▶ **Exercise task**
Please put every line of the records below into a JSON list of strings, one string per line, skipping blank lines and leaving out the pictures.

»»

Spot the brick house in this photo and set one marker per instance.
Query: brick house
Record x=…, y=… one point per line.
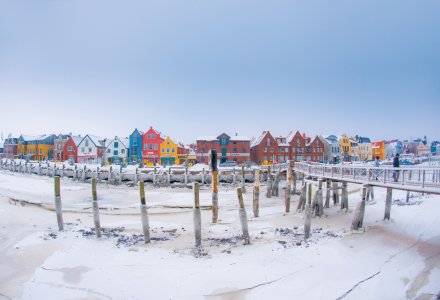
x=229, y=148
x=151, y=141
x=316, y=153
x=297, y=144
x=58, y=146
x=70, y=149
x=10, y=148
x=264, y=149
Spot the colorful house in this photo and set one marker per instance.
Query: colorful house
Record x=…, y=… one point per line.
x=36, y=147
x=58, y=146
x=151, y=141
x=229, y=148
x=135, y=146
x=297, y=143
x=91, y=149
x=379, y=150
x=116, y=151
x=345, y=146
x=70, y=151
x=365, y=152
x=168, y=153
x=316, y=153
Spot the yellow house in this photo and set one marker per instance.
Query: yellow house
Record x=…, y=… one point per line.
x=345, y=144
x=36, y=148
x=168, y=153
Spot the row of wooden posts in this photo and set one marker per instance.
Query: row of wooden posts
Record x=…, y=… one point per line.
x=307, y=204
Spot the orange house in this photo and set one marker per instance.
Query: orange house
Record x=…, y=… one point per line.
x=379, y=150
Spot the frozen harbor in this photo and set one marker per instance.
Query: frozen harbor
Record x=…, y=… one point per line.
x=394, y=259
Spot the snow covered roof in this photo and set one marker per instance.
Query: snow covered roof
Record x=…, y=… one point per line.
x=259, y=139
x=76, y=139
x=206, y=138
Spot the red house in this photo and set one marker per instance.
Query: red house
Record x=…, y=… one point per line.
x=297, y=144
x=151, y=141
x=316, y=150
x=70, y=149
x=264, y=149
x=229, y=148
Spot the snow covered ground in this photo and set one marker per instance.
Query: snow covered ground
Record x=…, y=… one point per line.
x=397, y=259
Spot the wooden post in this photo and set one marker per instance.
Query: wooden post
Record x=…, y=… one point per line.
x=58, y=206
x=197, y=216
x=335, y=193
x=144, y=213
x=358, y=217
x=288, y=188
x=327, y=193
x=243, y=217
x=388, y=203
x=276, y=185
x=344, y=197
x=243, y=181
x=95, y=208
x=214, y=185
x=256, y=200
x=269, y=183
x=308, y=214
x=302, y=199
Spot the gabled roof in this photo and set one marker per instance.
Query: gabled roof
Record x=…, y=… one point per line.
x=260, y=138
x=76, y=139
x=291, y=136
x=97, y=140
x=123, y=141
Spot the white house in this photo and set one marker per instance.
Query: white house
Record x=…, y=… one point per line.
x=116, y=150
x=91, y=149
x=335, y=151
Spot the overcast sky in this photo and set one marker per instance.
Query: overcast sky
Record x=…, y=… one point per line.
x=193, y=68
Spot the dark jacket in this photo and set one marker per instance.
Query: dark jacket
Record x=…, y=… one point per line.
x=396, y=163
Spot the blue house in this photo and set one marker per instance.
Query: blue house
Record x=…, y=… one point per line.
x=135, y=146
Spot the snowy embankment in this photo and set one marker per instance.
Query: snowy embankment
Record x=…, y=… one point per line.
x=394, y=259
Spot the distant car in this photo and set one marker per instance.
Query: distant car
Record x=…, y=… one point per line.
x=229, y=163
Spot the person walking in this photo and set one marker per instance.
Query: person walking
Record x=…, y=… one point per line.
x=396, y=164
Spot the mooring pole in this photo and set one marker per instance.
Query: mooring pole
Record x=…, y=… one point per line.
x=144, y=213
x=58, y=206
x=95, y=207
x=214, y=170
x=197, y=216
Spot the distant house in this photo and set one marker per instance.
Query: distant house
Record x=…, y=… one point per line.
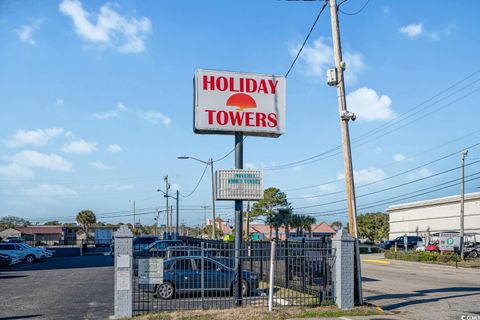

««

▶ **Response to the task**
[
  "Spot the brick house in this photo and set one marker per instance.",
  "Query: brick house",
  "Record x=…, y=… one point per line.",
  "x=229, y=148",
  "x=151, y=141",
  "x=316, y=153",
  "x=297, y=144",
  "x=58, y=146",
  "x=70, y=149",
  "x=10, y=148",
  "x=264, y=149",
  "Spot the colorful house in this photo and set one marker per instance.",
  "Query: colorful house",
  "Record x=…, y=… one point per line.",
  "x=36, y=147",
  "x=58, y=146",
  "x=151, y=141",
  "x=229, y=148",
  "x=135, y=146",
  "x=297, y=143",
  "x=91, y=149",
  "x=379, y=150",
  "x=116, y=151",
  "x=345, y=146",
  "x=70, y=151",
  "x=365, y=152",
  "x=168, y=153",
  "x=316, y=153",
  "Spot the yellow house in this photo and set one marker per instance.",
  "Query: yellow house",
  "Record x=…, y=… one point per line.",
  "x=345, y=144",
  "x=36, y=148",
  "x=168, y=153",
  "Spot the row of wooden posts in this photo and set one marker per instance.",
  "Query: row of wooden posts",
  "Record x=…, y=… one point per line.",
  "x=307, y=204",
  "Spot the orange house in this photo and set one marker per instance.",
  "Query: orange house",
  "Record x=…, y=… one point per line.",
  "x=379, y=150",
  "Spot the frozen harbor in this photo and set one marker per instance.",
  "Query: frozen harbor",
  "Record x=…, y=… one point per line.",
  "x=394, y=259",
  "Spot the snow covered roof in this photo and set one marker per instance.",
  "Query: snow covered roof",
  "Record x=…, y=… one point per line.",
  "x=259, y=139",
  "x=76, y=139",
  "x=206, y=138",
  "Spot the red house in this photo and set one marker per instance.",
  "Query: red house",
  "Record x=…, y=… one point per line.",
  "x=297, y=144",
  "x=151, y=141",
  "x=316, y=150",
  "x=70, y=149",
  "x=264, y=149",
  "x=229, y=148",
  "Spot the snow covered ground in this photo and set one marker per instance.",
  "Query: snow covered ground",
  "Record x=…, y=… one point per line.",
  "x=397, y=259",
  "Spot the wooden post in this photo and set one marker per instance.",
  "Query: wooden post",
  "Record x=…, y=… one point per line.",
  "x=58, y=206",
  "x=197, y=216",
  "x=335, y=193",
  "x=144, y=213",
  "x=358, y=217",
  "x=288, y=188",
  "x=327, y=193",
  "x=243, y=217",
  "x=388, y=203",
  "x=276, y=185",
  "x=344, y=197",
  "x=243, y=181",
  "x=95, y=208",
  "x=214, y=185",
  "x=256, y=200",
  "x=269, y=183",
  "x=308, y=214",
  "x=302, y=199",
  "Spot the gabled roof in this photo and set one marker per instance.",
  "Query: gabled roof",
  "Record x=…, y=… one point per line.",
  "x=260, y=138",
  "x=76, y=139",
  "x=291, y=136",
  "x=97, y=140",
  "x=123, y=141",
  "Spot the white house in this photo and set one marker per instance.",
  "Query: white house",
  "Record x=…, y=… one point per line.",
  "x=116, y=150",
  "x=91, y=149",
  "x=335, y=151",
  "Spot the overcast sky in this photo and set one marker per instance.",
  "Query: overcast sky",
  "Record x=…, y=… one point per line.",
  "x=193, y=68",
  "Spot the dark jacket in this photo and set one marker per instance.",
  "Query: dark jacket",
  "Record x=…, y=… one point per line.",
  "x=396, y=163",
  "Spot the blue house in this photo and set one marker per instance.",
  "Query: blue house",
  "Record x=…, y=… one point per line.",
  "x=135, y=146",
  "Spot the snowy embankment in this photo and set one marker per instance.",
  "Query: snowy embankment",
  "Record x=…, y=… one point per line.",
  "x=394, y=259",
  "Spot the distant car in this photo and set one marker per instance.",
  "Query: distant car",
  "Record x=…, y=… one point per line.",
  "x=229, y=163",
  "Spot the person walking in this photo and set one marker per instance.",
  "Query: person walking",
  "Record x=…, y=… one point per line.",
  "x=396, y=164",
  "Spot the mooring pole in this photo and set one marker per instance.",
  "Query: mooring pole",
  "Record x=…, y=… one point per line.",
  "x=144, y=213",
  "x=58, y=206",
  "x=95, y=207",
  "x=214, y=170",
  "x=197, y=216",
  "Spot the distant house in this photo and set one marker per instance.",
  "Query: distant house",
  "Record x=…, y=… one point per line."
]